__Instructions to follow__.
Please copy the rows below word for word, leaving the pictures out of your answer.
* start Data supplied *
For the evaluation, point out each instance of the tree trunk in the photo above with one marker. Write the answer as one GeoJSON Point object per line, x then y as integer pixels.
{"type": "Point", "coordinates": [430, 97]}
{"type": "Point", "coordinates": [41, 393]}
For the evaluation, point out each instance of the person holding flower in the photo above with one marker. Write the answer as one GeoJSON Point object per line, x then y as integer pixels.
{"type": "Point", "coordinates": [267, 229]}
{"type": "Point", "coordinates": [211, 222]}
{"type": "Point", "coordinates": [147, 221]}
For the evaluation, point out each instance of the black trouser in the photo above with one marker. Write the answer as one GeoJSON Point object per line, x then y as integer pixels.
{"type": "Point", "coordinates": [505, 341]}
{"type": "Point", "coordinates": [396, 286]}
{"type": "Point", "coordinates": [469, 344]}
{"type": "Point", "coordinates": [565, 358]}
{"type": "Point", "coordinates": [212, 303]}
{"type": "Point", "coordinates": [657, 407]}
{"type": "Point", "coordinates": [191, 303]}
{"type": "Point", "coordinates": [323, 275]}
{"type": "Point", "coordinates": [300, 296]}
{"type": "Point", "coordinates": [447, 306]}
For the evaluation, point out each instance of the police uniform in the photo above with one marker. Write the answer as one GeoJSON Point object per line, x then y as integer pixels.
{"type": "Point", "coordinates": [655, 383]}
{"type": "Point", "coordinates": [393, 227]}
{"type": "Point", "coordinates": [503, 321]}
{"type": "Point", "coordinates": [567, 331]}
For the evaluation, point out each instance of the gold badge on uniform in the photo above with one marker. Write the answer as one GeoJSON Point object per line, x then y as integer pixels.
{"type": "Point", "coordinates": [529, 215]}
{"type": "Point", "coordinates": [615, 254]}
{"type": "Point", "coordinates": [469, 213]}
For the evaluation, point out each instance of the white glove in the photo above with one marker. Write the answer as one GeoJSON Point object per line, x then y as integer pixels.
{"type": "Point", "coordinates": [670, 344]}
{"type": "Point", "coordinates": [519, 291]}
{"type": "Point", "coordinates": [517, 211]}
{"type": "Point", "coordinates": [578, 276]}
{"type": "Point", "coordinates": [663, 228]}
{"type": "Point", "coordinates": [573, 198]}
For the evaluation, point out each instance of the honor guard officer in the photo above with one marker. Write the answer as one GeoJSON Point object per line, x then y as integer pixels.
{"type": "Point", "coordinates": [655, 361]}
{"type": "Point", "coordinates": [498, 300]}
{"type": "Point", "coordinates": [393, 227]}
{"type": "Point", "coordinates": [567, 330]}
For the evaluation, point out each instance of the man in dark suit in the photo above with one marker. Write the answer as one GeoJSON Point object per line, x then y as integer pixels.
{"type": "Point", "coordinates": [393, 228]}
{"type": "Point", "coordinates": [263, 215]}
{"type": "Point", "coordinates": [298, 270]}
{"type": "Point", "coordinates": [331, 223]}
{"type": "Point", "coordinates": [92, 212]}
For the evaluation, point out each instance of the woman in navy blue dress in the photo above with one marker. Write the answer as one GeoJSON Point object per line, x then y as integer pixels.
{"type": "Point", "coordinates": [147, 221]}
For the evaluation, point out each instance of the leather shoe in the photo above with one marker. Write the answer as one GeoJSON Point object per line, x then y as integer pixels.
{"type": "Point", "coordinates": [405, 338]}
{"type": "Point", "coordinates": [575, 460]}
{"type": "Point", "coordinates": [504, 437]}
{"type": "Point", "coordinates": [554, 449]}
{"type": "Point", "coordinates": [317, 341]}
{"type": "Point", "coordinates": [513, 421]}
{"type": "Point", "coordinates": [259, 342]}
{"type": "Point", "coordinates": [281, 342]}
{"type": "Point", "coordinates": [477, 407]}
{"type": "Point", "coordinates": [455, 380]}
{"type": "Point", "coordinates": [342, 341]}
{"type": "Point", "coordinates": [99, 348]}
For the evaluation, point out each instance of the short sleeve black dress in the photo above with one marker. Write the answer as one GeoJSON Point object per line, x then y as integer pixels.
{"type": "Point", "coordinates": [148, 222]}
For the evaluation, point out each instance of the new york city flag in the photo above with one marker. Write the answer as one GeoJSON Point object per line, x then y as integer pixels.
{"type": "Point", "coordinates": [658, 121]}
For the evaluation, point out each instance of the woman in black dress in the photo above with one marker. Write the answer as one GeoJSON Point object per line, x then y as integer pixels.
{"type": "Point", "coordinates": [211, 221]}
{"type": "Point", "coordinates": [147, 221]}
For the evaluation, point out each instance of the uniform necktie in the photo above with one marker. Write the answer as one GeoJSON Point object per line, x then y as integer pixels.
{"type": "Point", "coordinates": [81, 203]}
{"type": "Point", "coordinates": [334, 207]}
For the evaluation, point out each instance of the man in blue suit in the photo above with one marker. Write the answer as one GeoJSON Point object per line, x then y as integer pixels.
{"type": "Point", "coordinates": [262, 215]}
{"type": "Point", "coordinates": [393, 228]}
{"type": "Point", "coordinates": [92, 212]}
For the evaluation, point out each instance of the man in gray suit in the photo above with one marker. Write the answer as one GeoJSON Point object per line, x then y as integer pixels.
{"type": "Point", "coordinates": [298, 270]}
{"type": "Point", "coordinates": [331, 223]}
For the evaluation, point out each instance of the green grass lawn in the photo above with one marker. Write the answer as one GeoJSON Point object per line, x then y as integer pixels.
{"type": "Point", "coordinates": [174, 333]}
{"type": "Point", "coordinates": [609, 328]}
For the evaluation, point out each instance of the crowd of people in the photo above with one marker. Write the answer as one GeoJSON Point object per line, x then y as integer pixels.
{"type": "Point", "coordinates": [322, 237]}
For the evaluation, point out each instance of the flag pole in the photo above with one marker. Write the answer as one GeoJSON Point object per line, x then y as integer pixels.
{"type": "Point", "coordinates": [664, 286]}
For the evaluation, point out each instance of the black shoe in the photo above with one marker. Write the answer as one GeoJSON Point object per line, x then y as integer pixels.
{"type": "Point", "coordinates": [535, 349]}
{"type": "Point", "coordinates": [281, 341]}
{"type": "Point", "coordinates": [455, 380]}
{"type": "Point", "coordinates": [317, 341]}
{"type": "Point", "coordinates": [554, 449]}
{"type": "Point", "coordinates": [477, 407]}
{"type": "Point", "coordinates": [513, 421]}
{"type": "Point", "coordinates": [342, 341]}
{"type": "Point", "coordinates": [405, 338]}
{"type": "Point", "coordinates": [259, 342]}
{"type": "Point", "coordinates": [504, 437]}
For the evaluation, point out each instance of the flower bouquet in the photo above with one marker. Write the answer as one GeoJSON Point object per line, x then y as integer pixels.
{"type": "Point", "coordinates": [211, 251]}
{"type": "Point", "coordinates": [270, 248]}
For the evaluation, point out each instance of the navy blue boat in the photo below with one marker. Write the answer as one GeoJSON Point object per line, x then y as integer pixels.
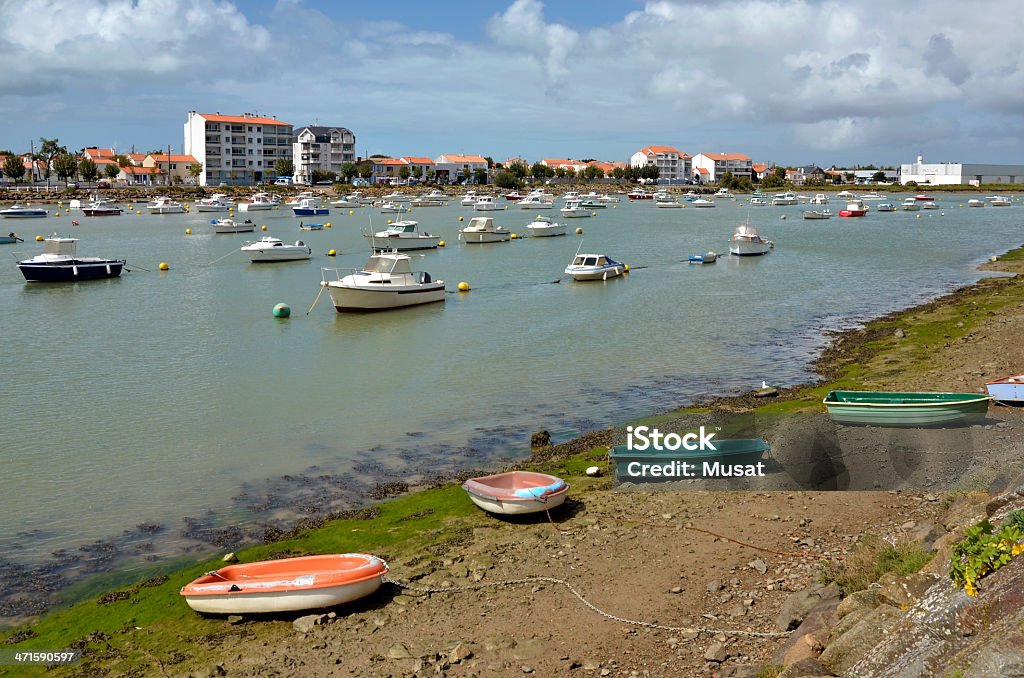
* end Data supplied *
__Full solution__.
For the evaluation, point out each instance of the tree trunk in the photo above with one marker. Write the answer as one GeoJSON Point object per line, x then y as integer pixels.
{"type": "Point", "coordinates": [430, 97]}
{"type": "Point", "coordinates": [41, 393]}
For the evaluation, point out each instance of the person holding flower in the photo above with one marker. Write the answer as one GeoJSON Point object per line, x then y as integer pixels.
{"type": "Point", "coordinates": [267, 229]}
{"type": "Point", "coordinates": [211, 222]}
{"type": "Point", "coordinates": [147, 221]}
For the evaluation, point out each instance of the black trouser in the photo above with one marker. Write the answer as one GeoJSON Point object per line, x then y as integer pixels.
{"type": "Point", "coordinates": [505, 341]}
{"type": "Point", "coordinates": [396, 286]}
{"type": "Point", "coordinates": [469, 344]}
{"type": "Point", "coordinates": [565, 358]}
{"type": "Point", "coordinates": [212, 303]}
{"type": "Point", "coordinates": [657, 407]}
{"type": "Point", "coordinates": [191, 303]}
{"type": "Point", "coordinates": [323, 275]}
{"type": "Point", "coordinates": [300, 296]}
{"type": "Point", "coordinates": [447, 306]}
For the evaluation, point out each instance of the police uniform in the photo above with one marker. Write the answer as one GeoJSON Point object per line, x then y as integer pixels.
{"type": "Point", "coordinates": [655, 383]}
{"type": "Point", "coordinates": [393, 227]}
{"type": "Point", "coordinates": [503, 321]}
{"type": "Point", "coordinates": [567, 331]}
For the evaluation, point out each instance of the gold badge on uniform in the photo above with one marker. Write the answer as one GeoJSON Point object per line, x then y as integer pixels.
{"type": "Point", "coordinates": [529, 215]}
{"type": "Point", "coordinates": [615, 254]}
{"type": "Point", "coordinates": [469, 213]}
For the evaluation, point out each instance of the white glove in the photo above with one marker. Write the answer as one GeoJSON Point object per line, x then y as integer pixels.
{"type": "Point", "coordinates": [670, 344]}
{"type": "Point", "coordinates": [519, 291]}
{"type": "Point", "coordinates": [517, 211]}
{"type": "Point", "coordinates": [578, 276]}
{"type": "Point", "coordinates": [663, 228]}
{"type": "Point", "coordinates": [573, 198]}
For the evaluation, point out each instance of the honor guard officer in the photo above with one marker. Write the answer as one GeoJSON Point object per line, x then y as integer pixels.
{"type": "Point", "coordinates": [655, 361]}
{"type": "Point", "coordinates": [498, 300]}
{"type": "Point", "coordinates": [393, 227]}
{"type": "Point", "coordinates": [567, 330]}
For the evaluation, point out each instance of the man in dark suit in the photo above with one marker. Write the answer as one GeoJSON Point object per line, x then y as integer pixels.
{"type": "Point", "coordinates": [393, 228]}
{"type": "Point", "coordinates": [263, 215]}
{"type": "Point", "coordinates": [298, 270]}
{"type": "Point", "coordinates": [331, 223]}
{"type": "Point", "coordinates": [92, 212]}
For the evaluation, point out each instance of the woman in navy blue dress in the photo above with one marker. Write the answer as one GeoJSON Point object per line, x then y as integer pixels.
{"type": "Point", "coordinates": [147, 221]}
For the evaluation, point out each instance of the leather shoe in the photo above with one marker. Write the answer as one GeoJSON Point object per line, x then y as integer pixels.
{"type": "Point", "coordinates": [405, 338]}
{"type": "Point", "coordinates": [575, 460]}
{"type": "Point", "coordinates": [504, 437]}
{"type": "Point", "coordinates": [554, 449]}
{"type": "Point", "coordinates": [317, 341]}
{"type": "Point", "coordinates": [513, 421]}
{"type": "Point", "coordinates": [259, 342]}
{"type": "Point", "coordinates": [281, 342]}
{"type": "Point", "coordinates": [477, 407]}
{"type": "Point", "coordinates": [455, 380]}
{"type": "Point", "coordinates": [342, 341]}
{"type": "Point", "coordinates": [99, 348]}
For the evaluation, point out each instance of the short sleeve black dress in the photo above with one marker. Write the answer as one GeoJSON Point object per line, x then y as integer pixels.
{"type": "Point", "coordinates": [148, 222]}
For the evaluation, point out each instance of the new york city flag in the photo above with one marker. Write the answer as one GeoJSON Point object per line, x then y as integer pixels.
{"type": "Point", "coordinates": [658, 121]}
For the evaluation, point out each instance of the woman in black dress in the photo above with one marker. Write the answer as one GeoJSON Point object per line, x then y as integer pixels.
{"type": "Point", "coordinates": [211, 221]}
{"type": "Point", "coordinates": [147, 221]}
For the evaluation, point out each instance of the uniform necktie in the photo above with one marker. Write the answer as one GeoJSON Point object per line, x then y as integer pixels.
{"type": "Point", "coordinates": [81, 203]}
{"type": "Point", "coordinates": [334, 207]}
For the evaluation, point out each instance of the man in blue suit in the photo above with one marker. Write the answer as one GeoJSON Point object per line, x then y as integer pixels.
{"type": "Point", "coordinates": [262, 215]}
{"type": "Point", "coordinates": [393, 228]}
{"type": "Point", "coordinates": [92, 212]}
For the evaluation, point out each instance of the man in gray suit in the photo above with one marker. Write the answer as one GeoJSON Point object per line, x then y as integer pixels.
{"type": "Point", "coordinates": [298, 270]}
{"type": "Point", "coordinates": [331, 223]}
For the evaluation, point out each instance of the green grass lawn in the photo above with one marker. Write the answer as one GeoJSON Point object per line, x then y as integer pixels.
{"type": "Point", "coordinates": [174, 333]}
{"type": "Point", "coordinates": [609, 328]}
For the evaluation, point out each instance of the crowd of people in the photo above with one marker. Write the answer as one GeoJSON Point object per line, x then y as integer pixels.
{"type": "Point", "coordinates": [322, 237]}
For the evaluation, point out each instance of the flag pole in the photo above with one marker. Write the answer as one GeoJSON Point object per line, x then y as integer pixels.
{"type": "Point", "coordinates": [664, 286]}
For the evaluation, point out each instance of the black shoe in the photo above with one marker. Write the answer as one GeoJSON Point object per line, x then y as integer pixels.
{"type": "Point", "coordinates": [535, 349]}
{"type": "Point", "coordinates": [281, 341]}
{"type": "Point", "coordinates": [455, 380]}
{"type": "Point", "coordinates": [317, 341]}
{"type": "Point", "coordinates": [554, 449]}
{"type": "Point", "coordinates": [477, 407]}
{"type": "Point", "coordinates": [513, 421]}
{"type": "Point", "coordinates": [342, 341]}
{"type": "Point", "coordinates": [405, 338]}
{"type": "Point", "coordinates": [259, 342]}
{"type": "Point", "coordinates": [504, 437]}
For the evaluation, point out each instance of the flower bouquet in the photo above with one marker. Write the answer as one GeoJSON Point object per line, x then y as integer pixels.
{"type": "Point", "coordinates": [211, 251]}
{"type": "Point", "coordinates": [270, 248]}
For the evaluation, point out each instance of the navy blue boat in the photo below with one marker. Write the answer as one GeoJSON Point object per line, x then y as integer pixels.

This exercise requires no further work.